* Assignment: Copy every line of the following data that includes the string "polygon".

Start of Data shown

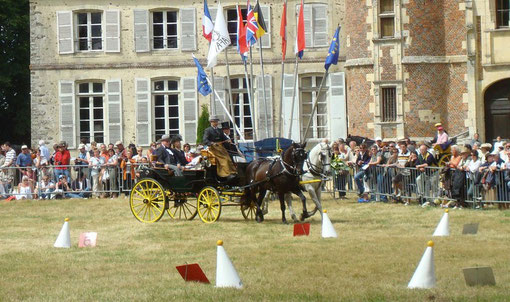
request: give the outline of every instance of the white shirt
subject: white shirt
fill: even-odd
[[[503,142],[495,142],[494,149],[492,149],[492,154],[496,154],[499,152],[499,147],[503,147]]]
[[[467,164],[467,167],[469,169],[469,172],[475,173],[476,171],[478,171],[478,169],[480,168],[481,165],[482,165],[482,161],[480,159],[478,159],[477,161],[471,160]]]
[[[398,164],[400,166],[405,166],[405,164],[409,161],[409,156],[411,156],[411,151],[407,150],[406,153],[402,153],[402,151],[398,152]]]
[[[3,167],[14,166],[15,163],[16,163],[16,151],[14,151],[14,149],[11,148],[11,150],[5,153],[5,163]]]
[[[92,167],[90,175],[99,174],[102,164],[104,164],[104,157],[91,157],[89,160],[89,165]]]

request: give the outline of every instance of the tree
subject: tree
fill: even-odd
[[[202,143],[204,131],[207,127],[209,127],[209,109],[207,105],[202,105],[202,113],[200,113],[200,117],[198,118],[197,145]]]
[[[30,143],[29,0],[0,0],[0,141]]]

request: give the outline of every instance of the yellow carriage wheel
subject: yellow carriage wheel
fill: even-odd
[[[169,200],[168,215],[172,219],[187,219],[192,220],[197,216],[197,202],[195,196],[173,196],[172,200]]]
[[[153,223],[165,214],[165,191],[154,179],[142,179],[135,184],[129,198],[131,212],[141,222]]]
[[[243,214],[246,220],[255,220],[255,217],[257,217],[257,204],[254,201],[250,201],[247,204],[242,203],[241,214]]]
[[[221,199],[218,190],[213,187],[205,187],[198,194],[198,216],[205,223],[218,220],[221,215]]]
[[[450,154],[445,154],[445,155],[442,155],[440,158],[439,158],[439,161],[438,161],[438,166],[439,167],[444,167],[446,166],[446,163],[450,161],[450,157],[451,155]]]

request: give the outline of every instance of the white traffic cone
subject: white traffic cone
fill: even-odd
[[[329,220],[327,213],[328,211],[324,210],[324,213],[322,214],[322,238],[337,238],[338,235],[336,234],[335,228],[333,227],[331,220]]]
[[[69,233],[69,218],[64,219],[64,225],[58,234],[54,247],[71,247],[71,234]]]
[[[421,257],[414,275],[407,285],[408,288],[433,288],[436,286],[436,272],[434,268],[434,242],[427,243],[427,249]]]
[[[218,240],[218,253],[216,257],[216,287],[243,288],[243,282],[237,274],[232,261],[223,248],[223,241]]]
[[[443,217],[441,217],[441,220],[439,221],[439,224],[432,236],[450,236],[448,209],[444,210]]]

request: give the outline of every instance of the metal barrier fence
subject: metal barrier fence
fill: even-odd
[[[368,201],[416,200],[420,204],[455,206],[510,204],[510,170],[471,173],[457,169],[374,166],[366,170],[337,171],[332,179],[334,196],[358,193]],[[329,191],[326,189],[326,191]]]
[[[128,195],[144,164],[0,168],[0,199],[57,199]],[[11,198],[12,198],[11,197]]]

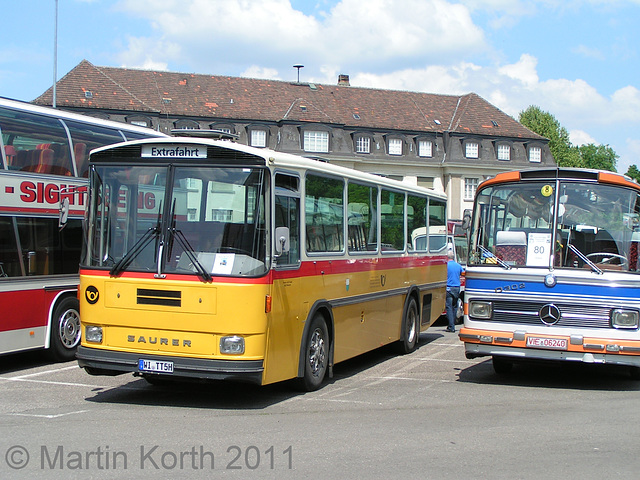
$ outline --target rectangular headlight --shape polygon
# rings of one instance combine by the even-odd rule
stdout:
[[[638,311],[616,308],[611,311],[611,326],[613,328],[638,328]]]
[[[478,300],[469,301],[470,317],[490,320],[492,311],[491,302],[480,302]]]
[[[102,327],[87,325],[84,327],[84,339],[87,342],[102,343]]]
[[[220,339],[220,353],[229,355],[241,355],[244,353],[244,338],[238,335],[222,337]]]

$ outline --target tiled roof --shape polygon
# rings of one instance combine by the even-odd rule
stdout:
[[[51,105],[50,88],[33,103]],[[90,92],[90,94],[85,94]],[[193,73],[97,67],[83,60],[56,85],[60,107],[244,121],[541,139],[480,96],[435,95]]]

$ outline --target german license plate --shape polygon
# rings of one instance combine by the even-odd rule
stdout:
[[[138,370],[141,372],[173,373],[173,362],[159,360],[138,360]]]
[[[548,348],[551,350],[566,350],[566,338],[527,337],[527,347]]]

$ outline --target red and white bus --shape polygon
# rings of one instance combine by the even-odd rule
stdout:
[[[74,358],[87,158],[96,147],[165,136],[0,98],[0,354]],[[58,228],[61,199],[68,224]]]

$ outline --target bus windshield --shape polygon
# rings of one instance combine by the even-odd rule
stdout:
[[[636,272],[639,213],[636,192],[607,184],[489,185],[476,197],[469,263]]]
[[[205,280],[266,273],[264,169],[93,168],[85,265]]]

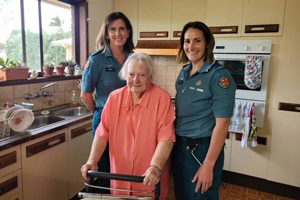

End of Data shown

* Written reply:
$ outline --target rectangular headlight --shape polygon
$ outline --target tiled roof --shape polygon
$ outline --target german license plate --shape polygon
$ outline --target red and white bus --shape polygon
$ outline --target bus windshield --shape polygon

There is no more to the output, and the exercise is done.